Re[2]: Migration of Hadoop labelled nodes to new dedicated Master

Posted by Dmitry Grinenko <dg...@cloudera.com.INVALID>.

Hi Zoltan,

You information is really useful.

While i would definitely need Jenkins for such things as automatic pull 
request linking to the jira i would like to give a shot for github 
actions and try them and decide what is better.
It's like green/red is enough for us, but with the possibility to check 
the test report (no need to publish it anywhere)

One question is - how to access the configuration section for the ASF 
GitHub project?  Is there any doc or i need some special permissions?



Thanks in advance

------ Original Message ------
From: "Zoltan Haindrich" <ki...@rxd.hu>
To: hadoop-migrations@infra.apache.org; "Dmitry Grinenko" 
<dg...@cloudera.com.invalid>
Sent: 7/13/2020 2:37:02 PM
Subject: Re: Migration of Hadoop labelled nodes to new dedicated Master

>Hey Dmitry!

● Request 1
Rewrite the Hadoop migration reply starting at "Posted by Dmitry" and ending at "publish it anywhere)", substituting "Buildbot" for "Jenkins".
● Request 2
Continue the Hadoop migration reply from the point where it stops.
The lines after the Hadoop migration reply have no part in any of this.

● Data excerpt

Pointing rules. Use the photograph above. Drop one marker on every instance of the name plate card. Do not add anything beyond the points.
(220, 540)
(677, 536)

● Task answer 1
Posted by Dmitry Grinenko <dg...@cloudera.com.INVALID>.

Hi Zoltan,

You information is really useful.

While i would definitely need Buildbot for such things as automatic pull 
request linking to the jira i would like to give a shot for github 
actions and try them and decide what is better.
It's like green/red is enough for us, but with the possibility to check 
the test report (no need to publish it anywhere)

● Task answer 2
>
>For Hive we took a path - from which some parts might be usefull for you; I just write about it a bit:
>
>For one thing - to have the PR/JIRA links - you might just need to add a asf.yaml as described in [1].
>
>To test your project you have a few options;
>* you could try to dump/load the jobs at the new Jenkins CI instance.
>* you could create a new - more modern CI by rethinking it:
>   * option A (use jenkins):
>     * to enable building github PRs I think the most painless approach is to use a Jenkinsfile with a multibranch pipeline job
>     * the Jenkinsfile should contain the instructions to build the project - this way modification to the CI will also come in PRs as well [2]
>     * iirc for this to work you will need to set a user who has write access to the repo - without that; it won't be able to request merge commits from github
>     * for Hive we took this approach because we still struggle with all kind of test flakiness/etc...
>     * this is just one way to do it...jenkins can be utilized in various ways
>   * option B (github actions):
>     * "github actions" have a lot of resources in the background (iirc: you may use 20 instances of 2core xeons at a time to test a project)
>     * configuring github actions is a bit different - you may need to get used to it - but so far I find it usefull :)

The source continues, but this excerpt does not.